Listed records:
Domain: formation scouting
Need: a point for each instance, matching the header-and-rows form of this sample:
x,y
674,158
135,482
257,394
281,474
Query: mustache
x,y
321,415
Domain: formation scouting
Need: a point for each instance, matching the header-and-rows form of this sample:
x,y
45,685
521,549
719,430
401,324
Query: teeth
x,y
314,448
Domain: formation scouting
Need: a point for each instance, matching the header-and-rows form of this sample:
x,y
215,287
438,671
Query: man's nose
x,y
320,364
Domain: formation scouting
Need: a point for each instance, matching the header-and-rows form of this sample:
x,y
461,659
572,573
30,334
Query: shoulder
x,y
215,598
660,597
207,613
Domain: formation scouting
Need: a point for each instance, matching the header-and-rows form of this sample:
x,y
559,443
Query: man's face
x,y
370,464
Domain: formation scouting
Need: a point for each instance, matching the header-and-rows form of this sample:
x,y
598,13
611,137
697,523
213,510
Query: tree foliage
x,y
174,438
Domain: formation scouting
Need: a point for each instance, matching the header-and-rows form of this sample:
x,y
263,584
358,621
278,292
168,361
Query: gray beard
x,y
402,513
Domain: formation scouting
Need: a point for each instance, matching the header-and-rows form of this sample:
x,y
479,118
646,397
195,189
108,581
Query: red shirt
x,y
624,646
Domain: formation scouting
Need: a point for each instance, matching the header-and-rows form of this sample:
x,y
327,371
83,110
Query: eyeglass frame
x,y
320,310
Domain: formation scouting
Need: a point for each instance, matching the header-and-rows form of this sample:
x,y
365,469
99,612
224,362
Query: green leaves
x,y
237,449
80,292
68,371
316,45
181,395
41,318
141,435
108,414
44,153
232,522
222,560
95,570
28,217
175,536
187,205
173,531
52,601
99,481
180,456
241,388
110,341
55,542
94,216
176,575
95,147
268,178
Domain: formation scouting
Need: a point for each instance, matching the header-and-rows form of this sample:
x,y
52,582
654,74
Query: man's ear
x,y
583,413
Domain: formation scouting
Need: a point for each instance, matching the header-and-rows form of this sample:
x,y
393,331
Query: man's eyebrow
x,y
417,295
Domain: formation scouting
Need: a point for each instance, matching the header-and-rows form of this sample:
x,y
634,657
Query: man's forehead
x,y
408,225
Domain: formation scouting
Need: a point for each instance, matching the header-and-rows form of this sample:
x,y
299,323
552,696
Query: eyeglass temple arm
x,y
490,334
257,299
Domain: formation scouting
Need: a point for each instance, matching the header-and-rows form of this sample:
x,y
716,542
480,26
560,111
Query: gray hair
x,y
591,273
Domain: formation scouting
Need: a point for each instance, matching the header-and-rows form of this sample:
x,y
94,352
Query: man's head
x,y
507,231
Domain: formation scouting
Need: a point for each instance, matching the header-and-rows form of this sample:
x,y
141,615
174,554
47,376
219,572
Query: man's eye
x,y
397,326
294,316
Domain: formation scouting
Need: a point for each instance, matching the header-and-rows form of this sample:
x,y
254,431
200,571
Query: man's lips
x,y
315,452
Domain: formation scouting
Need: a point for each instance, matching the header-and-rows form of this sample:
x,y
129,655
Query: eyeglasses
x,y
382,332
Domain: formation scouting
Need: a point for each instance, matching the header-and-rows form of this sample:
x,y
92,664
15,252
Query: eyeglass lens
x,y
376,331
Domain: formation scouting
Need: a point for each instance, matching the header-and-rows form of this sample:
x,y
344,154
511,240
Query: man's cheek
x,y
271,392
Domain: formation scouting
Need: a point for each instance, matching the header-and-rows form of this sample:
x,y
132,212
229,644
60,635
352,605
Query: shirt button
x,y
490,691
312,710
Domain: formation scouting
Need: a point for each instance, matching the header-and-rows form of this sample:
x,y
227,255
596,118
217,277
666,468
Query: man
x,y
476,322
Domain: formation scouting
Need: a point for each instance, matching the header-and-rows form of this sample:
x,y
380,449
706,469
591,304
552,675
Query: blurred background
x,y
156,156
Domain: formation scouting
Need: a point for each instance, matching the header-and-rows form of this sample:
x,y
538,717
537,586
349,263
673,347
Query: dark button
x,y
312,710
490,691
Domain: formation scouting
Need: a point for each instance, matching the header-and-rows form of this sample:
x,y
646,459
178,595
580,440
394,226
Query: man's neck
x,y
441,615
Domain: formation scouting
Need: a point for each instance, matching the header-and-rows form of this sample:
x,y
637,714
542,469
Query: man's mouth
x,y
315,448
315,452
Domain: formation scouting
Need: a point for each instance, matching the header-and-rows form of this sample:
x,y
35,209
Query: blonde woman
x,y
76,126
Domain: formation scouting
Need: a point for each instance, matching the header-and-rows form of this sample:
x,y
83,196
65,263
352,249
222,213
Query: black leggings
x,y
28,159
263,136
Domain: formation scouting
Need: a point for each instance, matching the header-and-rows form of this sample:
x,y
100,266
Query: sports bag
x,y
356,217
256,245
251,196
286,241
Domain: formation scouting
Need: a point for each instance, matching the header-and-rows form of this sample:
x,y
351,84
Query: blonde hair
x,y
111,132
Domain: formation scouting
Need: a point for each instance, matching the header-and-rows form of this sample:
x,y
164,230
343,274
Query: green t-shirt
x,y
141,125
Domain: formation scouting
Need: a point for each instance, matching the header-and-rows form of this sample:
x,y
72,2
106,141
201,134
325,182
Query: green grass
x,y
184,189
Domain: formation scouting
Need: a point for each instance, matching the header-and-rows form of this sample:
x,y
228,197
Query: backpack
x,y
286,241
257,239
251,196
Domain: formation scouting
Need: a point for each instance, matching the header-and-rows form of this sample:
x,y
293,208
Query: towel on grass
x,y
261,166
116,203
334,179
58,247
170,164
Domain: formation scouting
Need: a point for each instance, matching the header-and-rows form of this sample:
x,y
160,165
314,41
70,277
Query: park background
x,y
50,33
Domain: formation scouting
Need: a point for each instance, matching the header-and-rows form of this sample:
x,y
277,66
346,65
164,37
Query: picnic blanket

Directions:
All the records, as written, must be given again.

Result below:
Domain: formation scouting
Need: a point for each instance, matching the header-and-rows form of this sample:
x,y
674,158
135,482
257,394
281,474
Query: mustache
x,y
321,415
Domain: formation scouting
Need: a point for each instance, matching the header-and-rows form of this sample:
x,y
45,685
521,549
719,430
401,324
Query: teeth
x,y
314,448
Domain: formation scouting
Need: a point for each instance, matching the header-and-rows form of this sample:
x,y
215,287
438,671
Query: man's nose
x,y
320,364
Domain: formation scouting
Need: a point for each instance, matching the header-and-rows form of this sample:
x,y
461,659
572,573
30,334
Query: shoulder
x,y
215,598
660,597
207,613
Domain: formation scouting
Need: a point for each instance, matching the header-and-rows form of this sample:
x,y
559,443
Query: man's face
x,y
370,464
Domain: formation scouting
Need: a point for each instance, matching the header-and-rows form of this sample:
x,y
598,13
611,137
697,523
213,510
Query: tree foliage
x,y
174,438
Domain: formation scouting
Need: a point for each instance, matching the header-and-rows form of this sample:
x,y
263,584
358,621
278,292
168,361
Query: gray beard
x,y
402,513
Domain: formation scouting
Need: a point for each instance, matching the header-and-rows form of this sample:
x,y
479,118
646,397
195,189
108,581
Query: red shirt
x,y
624,646
Domain: formation scouting
Need: a point for each instance, matching the header-and-rows form of this sample:
x,y
327,371
83,110
Query: eyeglass frame
x,y
320,310
Domain: formation scouting
Need: a point for each instance, matching the header-and-rows form of this sample:
x,y
365,469
99,612
224,362
Query: green leaves
x,y
237,449
80,292
68,371
316,45
181,395
41,318
141,435
108,414
44,153
232,522
222,560
95,570
28,217
175,536
187,205
173,531
52,601
99,481
180,456
241,388
110,341
55,542
94,216
176,575
95,147
268,178
Domain: formation scouting
Need: a point for each instance, matching the header-and-rows form of this sample:
x,y
52,582
654,74
Query: man's ear
x,y
583,413
Domain: formation scouting
Need: a point for each instance, matching the header-and-rows form of this sample:
x,y
393,331
Query: man's eyebrow
x,y
417,295
Domain: formation scouting
Need: a point for each instance, matching the header-and-rows form of this sample:
x,y
634,657
Query: man's forehead
x,y
408,225
Domain: formation scouting
Need: a point for each instance, matching the header-and-rows form of this sample:
x,y
299,323
552,696
Query: eyeglass temple arm
x,y
490,334
257,299
Domain: formation scouting
Need: a point for each instance, matching the header-and-rows form of this sample:
x,y
716,542
480,26
560,111
Query: gray hair
x,y
591,273
Domain: formation scouting
Need: a point for each instance, matching the header-and-rows form of this sample:
x,y
94,352
Query: man's head
x,y
507,231
Domain: formation scouting
Need: a point for each instance, matching the header-and-rows form of this sample:
x,y
141,615
174,554
47,376
219,572
Query: man's eye
x,y
397,326
294,316
Domain: formation scouting
Need: a point for each instance, matching the header-and-rows form of this sample:
x,y
254,431
200,571
Query: man's lips
x,y
315,452
Domain: formation scouting
Need: a point for each instance, matching the header-and-rows form of this sample:
x,y
129,655
Query: eyeglasses
x,y
382,332
Domain: formation scouting
Need: a point for each instance, matching the header-and-rows form of this sample:
x,y
92,664
15,252
Query: eyeglass lens
x,y
376,331
Domain: formation scouting
Need: a point for each instance, matching the header-and-rows form of this sample:
x,y
344,154
511,240
Query: man's cheek
x,y
271,392
Domain: formation scouting
Need: a point for each instance, matching the header-and-rows form of this sample:
x,y
132,212
229,644
60,635
352,605
Query: shirt button
x,y
490,691
312,710
Domain: formation scouting
Need: a point for each instance, matching the header-and-rows form of this sample:
x,y
227,255
596,118
217,277
666,468
Query: man
x,y
476,322
Domain: formation scouting
Need: a point for each instance, matching the header-and-rows form of this sample:
x,y
380,449
706,469
591,304
552,675
Query: blurred background
x,y
156,156
Domain: formation scouting
Need: a point for each instance, matching the header-and-rows form of this sample:
x,y
538,717
537,586
349,263
673,347
Query: dark button
x,y
312,710
490,691
Domain: formation scouting
Need: a point for each instance, matching the header-and-rows form of this sample:
x,y
646,459
178,595
580,440
394,226
Query: man's neck
x,y
441,615
Domain: formation scouting
Need: a point for each instance, matching the header-and-rows form of this sample:
x,y
637,714
542,469
Query: man's mouth
x,y
315,448
315,452
Domain: formation scouting
Need: a point for each instance, matching the header-and-rows form of this sample:
x,y
35,209
Query: blonde woman
x,y
76,126
Domain: formation scouting
Need: a point for each instance, matching the header-and-rows form of this sample:
x,y
83,196
65,263
352,249
222,213
Query: black leggings
x,y
28,159
263,136
Domain: formation scouting
Need: a point for each instance, matching the header-and-rows form of this sample:
x,y
100,266
Query: sports bag
x,y
356,217
256,245
251,196
286,241
Domain: formation scouting
Need: a point for each instance, matching the header-and-rows form of this sample:
x,y
351,84
Query: blonde hair
x,y
111,132
Domain: formation scouting
Need: a point for each instance, matching the header-and-rows form of this sample:
x,y
164,230
343,274
Query: green t-shirt
x,y
141,125
Domain: formation scouting
Need: a point for each instance, matching the header-and-rows form of this sample:
x,y
72,2
106,141
201,134
325,182
Query: green grass
x,y
184,189
Domain: formation scouting
Need: a point for each instance, matching the header-and-rows form of this sample:
x,y
228,197
Query: backpack
x,y
286,241
257,239
251,196
Domain: formation scouting
Need: a point for each instance, matching the header-and-rows form of this sample:
x,y
293,208
Query: towel on grass
x,y
261,166
116,203
334,179
58,247
170,164
Domain: formation scouting
Need: a point for each instance, matching the header-and-rows form of this sample:
x,y
160,165
314,41
70,277
Query: park background
x,y
50,33
Domain: formation scouting
Need: a point for each instance, matching the header-and-rows form of this sample:
x,y
277,66
346,65
164,37
Query: picnic blanket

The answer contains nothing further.